AUTOR

Daniel Duque

CATEGORIA
Entrevista

Filipe Baptista sobre “Remnant”: “Está arquitetado de forma intrincada, com vários eixos filosóficos e conceptuais”

19 Fevereiro, 2024 - 13:14

Assinou um dos nossos discos favoritos de janeiro e explica agora parte da história por trás desse trabalho. Este é Filipe Baptista em discurso direto.

Não faltam livros ou academia para aprendermos mais sobre a nossa relação e história com a tecnologia. Seja Donna J. Haraway com o seu “A Cyborg Manifesto”, Sherry Turkle a falar sobre o impacto que os ecrãs têm em nós ou até todo o universo que envolve a criação ou o nosso uso da internet enquanto indivíduos e comunidade. Mais recentemente, num outro formato, tivemos um português a falar-nos sobre essa relação.

“Remnant” é o primeiro disco de Filipe Baptista, mas não é de agora que o artista multidisciplinar lisboeta está envolvido no mundo da música. Nesta entrevista, o próprio descreve o seu percurso como “atípico”: trabalhou como performer e bailarino, envolveu-se em teatro e até em videojogos, e pelo meio estudou Informática ou Multimédia.

Agora, “Remnant” mostra mais do que as composições de Filipe Baptista, ou não fosse este um disco que “acaba por ser um artefacto que resulta da cristalização de várias memórias, sensações, perceções e ideias”. Um dos nossos favoritos de janeiro, é um trabalho repleto de detalhe baseado em gravações de campo ou nos frutos do estudo empírico que vem da relação homem-máquina deste nome.

Podes saber mais sobre a concepção do disco, parte do percurso, a visão de Filipe Baptista ou a relação com a ZABRA abaixo, nesta entrevista conduzida via email.

Este é o teu disco de estreia, mas, se não me engano, não é uma estreia total na música. Podes falar sobre o caminho que te trouxe até este “Remnant”?

TAREFA PROPOSTA:
Traduza para inglês esta frase da entrevista sobre o disco “Remnant”: ““Remnant” é o primeiro disco de Filipe Baptista, mas não é de agora que o artista multidisciplinar lisboeta está envolvido no mundo da música.”

INFORMAÇÃO FORNECIDA:
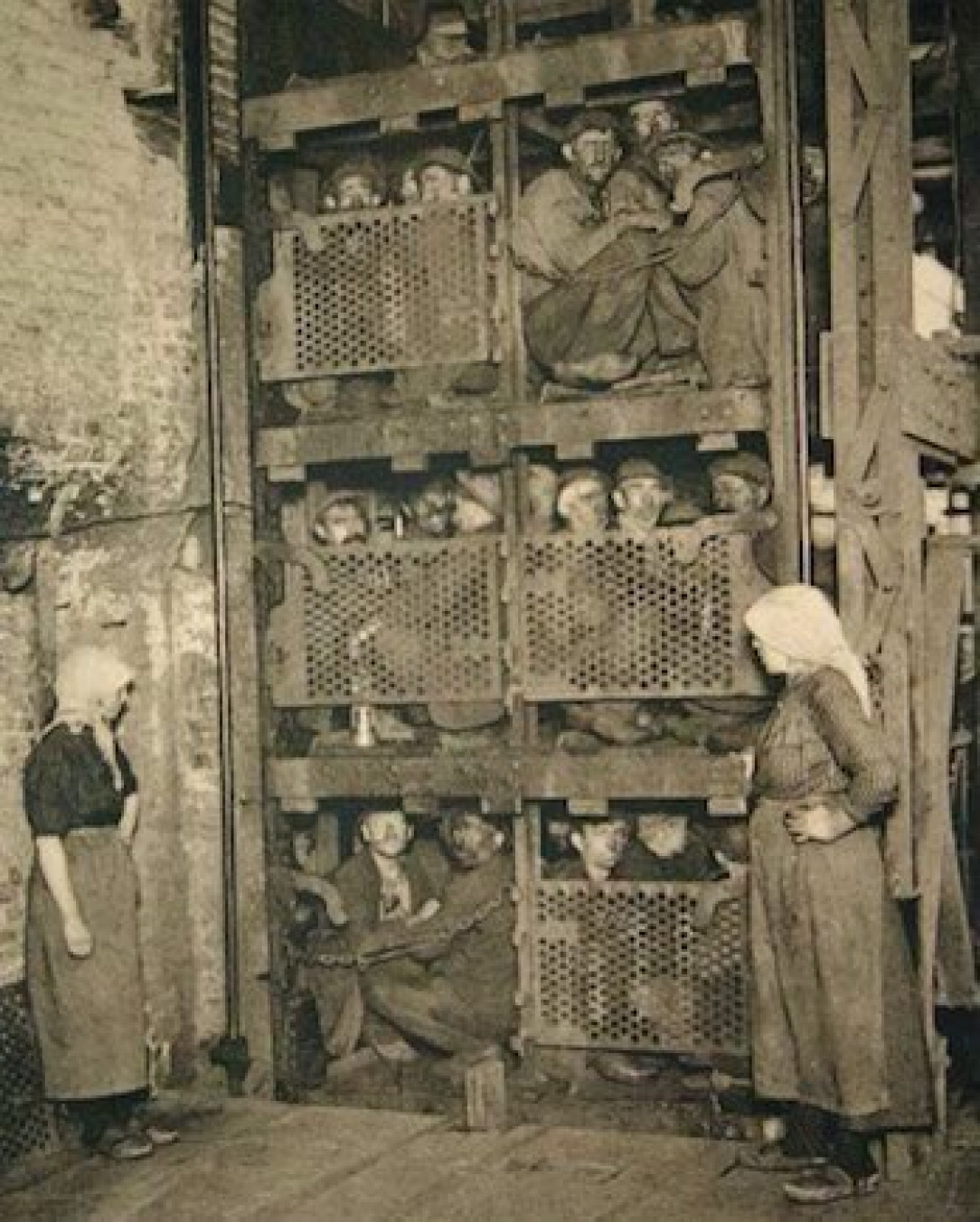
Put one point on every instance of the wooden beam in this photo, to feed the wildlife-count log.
(591, 62)
(618, 773)
(492, 434)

RESPOSTA À TAREFA:
“Remnant” is Filipe Baptista's first album, but the Lisbon-based multidisciplinary artist has been involved in the world of music for quite some time.